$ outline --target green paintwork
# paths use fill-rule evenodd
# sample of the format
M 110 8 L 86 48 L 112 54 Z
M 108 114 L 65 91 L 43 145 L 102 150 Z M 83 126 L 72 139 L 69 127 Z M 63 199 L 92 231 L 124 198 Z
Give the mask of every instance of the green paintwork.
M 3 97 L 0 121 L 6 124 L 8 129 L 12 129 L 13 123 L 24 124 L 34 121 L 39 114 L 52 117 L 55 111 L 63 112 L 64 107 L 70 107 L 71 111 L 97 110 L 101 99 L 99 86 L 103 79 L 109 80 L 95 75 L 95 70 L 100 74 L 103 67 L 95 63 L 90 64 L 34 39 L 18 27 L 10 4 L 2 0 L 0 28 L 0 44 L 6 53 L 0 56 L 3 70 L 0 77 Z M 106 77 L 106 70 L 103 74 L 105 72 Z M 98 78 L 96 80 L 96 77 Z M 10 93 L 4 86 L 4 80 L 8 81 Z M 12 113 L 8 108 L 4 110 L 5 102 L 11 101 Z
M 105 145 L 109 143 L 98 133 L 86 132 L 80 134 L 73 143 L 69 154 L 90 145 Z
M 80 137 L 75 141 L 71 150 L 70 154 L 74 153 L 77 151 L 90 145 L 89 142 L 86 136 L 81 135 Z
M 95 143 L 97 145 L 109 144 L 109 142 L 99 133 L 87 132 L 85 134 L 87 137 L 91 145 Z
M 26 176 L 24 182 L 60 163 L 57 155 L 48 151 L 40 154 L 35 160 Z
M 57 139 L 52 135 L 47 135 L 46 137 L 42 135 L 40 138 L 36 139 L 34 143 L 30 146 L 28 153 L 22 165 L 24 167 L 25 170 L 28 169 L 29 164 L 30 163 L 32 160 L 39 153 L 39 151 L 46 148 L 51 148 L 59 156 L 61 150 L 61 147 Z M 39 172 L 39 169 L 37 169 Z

——

● **What the task requires**: Express every line of the entries above as a JSON array of strings, with one string per line and any blank lines left out.

● **Output of the exercise**:
[
  "$ outline --target green paintwork",
  "# paths use fill-rule evenodd",
  "# sample of the format",
  "M 110 8 L 86 48 L 112 54 Z",
  "M 108 114 L 65 91 L 43 145 L 102 150 Z M 83 126 L 72 139 L 69 127 Z M 63 199 L 92 231 L 124 198 Z",
  "Give the mask of every instance of the green paintwork.",
  "M 3 97 L 0 121 L 6 124 L 8 129 L 12 129 L 13 123 L 24 124 L 34 121 L 39 114 L 52 117 L 55 111 L 63 112 L 64 107 L 70 107 L 71 111 L 97 110 L 101 99 L 99 86 L 103 79 L 109 80 L 95 75 L 95 70 L 100 74 L 103 67 L 95 63 L 90 64 L 34 39 L 18 27 L 10 4 L 2 0 L 0 28 L 0 44 L 6 53 L 0 56 L 3 70 L 0 77 Z M 106 77 L 106 70 L 103 74 L 105 72 Z M 98 78 L 96 80 L 96 77 Z M 10 93 L 4 86 L 4 80 L 8 81 Z M 12 113 L 8 108 L 4 110 L 5 102 L 11 101 Z",
  "M 105 145 L 109 143 L 98 133 L 86 132 L 80 134 L 73 143 L 69 154 L 90 145 Z",
  "M 80 137 L 75 141 L 71 150 L 70 154 L 74 153 L 77 151 L 90 145 L 89 142 L 86 136 L 81 135 Z",
  "M 95 143 L 97 145 L 109 144 L 109 142 L 99 133 L 87 132 L 85 134 L 87 137 L 91 145 Z",
  "M 26 176 L 24 182 L 60 163 L 57 155 L 48 151 L 40 154 L 35 160 Z",
  "M 57 139 L 52 135 L 47 135 L 46 137 L 42 135 L 40 138 L 36 139 L 34 143 L 30 146 L 28 153 L 22 165 L 24 167 L 25 170 L 28 169 L 29 164 L 30 163 L 32 160 L 39 153 L 39 151 L 46 148 L 51 148 L 59 156 L 61 150 L 61 147 Z M 39 172 L 39 169 L 37 169 Z"
]